» **Input**
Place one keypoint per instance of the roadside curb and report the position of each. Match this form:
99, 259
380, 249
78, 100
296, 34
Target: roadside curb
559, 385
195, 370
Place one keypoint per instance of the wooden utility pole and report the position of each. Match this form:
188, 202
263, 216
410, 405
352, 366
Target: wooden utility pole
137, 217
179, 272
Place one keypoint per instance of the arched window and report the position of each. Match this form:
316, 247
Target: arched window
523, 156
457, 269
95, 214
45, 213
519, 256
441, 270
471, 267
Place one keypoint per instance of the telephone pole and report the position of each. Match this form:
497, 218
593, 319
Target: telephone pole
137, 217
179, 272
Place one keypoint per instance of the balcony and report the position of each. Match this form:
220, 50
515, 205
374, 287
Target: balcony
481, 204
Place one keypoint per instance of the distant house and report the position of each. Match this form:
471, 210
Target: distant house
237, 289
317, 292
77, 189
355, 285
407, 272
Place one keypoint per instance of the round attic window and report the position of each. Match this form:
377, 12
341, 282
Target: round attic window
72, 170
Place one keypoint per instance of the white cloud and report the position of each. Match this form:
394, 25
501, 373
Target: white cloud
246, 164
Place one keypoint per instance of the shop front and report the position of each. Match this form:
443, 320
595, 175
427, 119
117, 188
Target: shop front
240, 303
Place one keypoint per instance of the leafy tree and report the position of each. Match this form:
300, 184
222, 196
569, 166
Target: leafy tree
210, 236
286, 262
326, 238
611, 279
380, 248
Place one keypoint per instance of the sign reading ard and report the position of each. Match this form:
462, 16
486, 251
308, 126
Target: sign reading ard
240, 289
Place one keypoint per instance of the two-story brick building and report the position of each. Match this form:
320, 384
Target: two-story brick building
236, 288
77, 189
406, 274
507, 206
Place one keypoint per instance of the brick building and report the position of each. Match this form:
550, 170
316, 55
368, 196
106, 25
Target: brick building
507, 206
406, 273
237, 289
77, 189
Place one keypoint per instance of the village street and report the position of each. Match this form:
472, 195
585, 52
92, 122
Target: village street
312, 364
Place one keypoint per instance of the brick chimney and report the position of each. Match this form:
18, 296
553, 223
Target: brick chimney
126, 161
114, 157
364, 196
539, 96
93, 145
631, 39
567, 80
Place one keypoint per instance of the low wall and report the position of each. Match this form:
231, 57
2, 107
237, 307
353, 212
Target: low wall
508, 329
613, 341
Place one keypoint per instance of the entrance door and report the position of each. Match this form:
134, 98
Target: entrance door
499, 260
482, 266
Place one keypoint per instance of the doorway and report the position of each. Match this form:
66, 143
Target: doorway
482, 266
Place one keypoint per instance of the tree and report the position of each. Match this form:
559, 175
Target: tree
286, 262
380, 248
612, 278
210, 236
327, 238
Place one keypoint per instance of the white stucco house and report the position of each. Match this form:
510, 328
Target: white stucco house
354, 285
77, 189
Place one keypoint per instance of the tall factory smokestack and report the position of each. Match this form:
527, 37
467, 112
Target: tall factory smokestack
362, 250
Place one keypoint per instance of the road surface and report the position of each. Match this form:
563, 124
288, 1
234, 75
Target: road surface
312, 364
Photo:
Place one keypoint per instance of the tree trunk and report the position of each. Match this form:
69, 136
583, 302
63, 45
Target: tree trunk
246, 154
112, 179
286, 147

» **What the task requires**
Copy the lines from the one containing "Place one keypoint per instance of the tall" through the end of the records, both ends included, renaming "keypoint" to "marker" everywhere in them and leaving everything else as it is.

» **Answer to the task**
Place one marker per instance of the tall factory smokestack and report the position of each. Match this form:
527, 37
467, 112
Target: tall factory smokestack
362, 250
Place one marker per instance of the road surface and report the position of each. Match this form:
563, 124
288, 1
234, 75
Target: road surface
312, 364
Photo:
Place one marker per instance of the tree trunk and report the position of each. Match this form:
69, 136
583, 302
63, 45
Target: tree trunk
246, 154
112, 179
286, 147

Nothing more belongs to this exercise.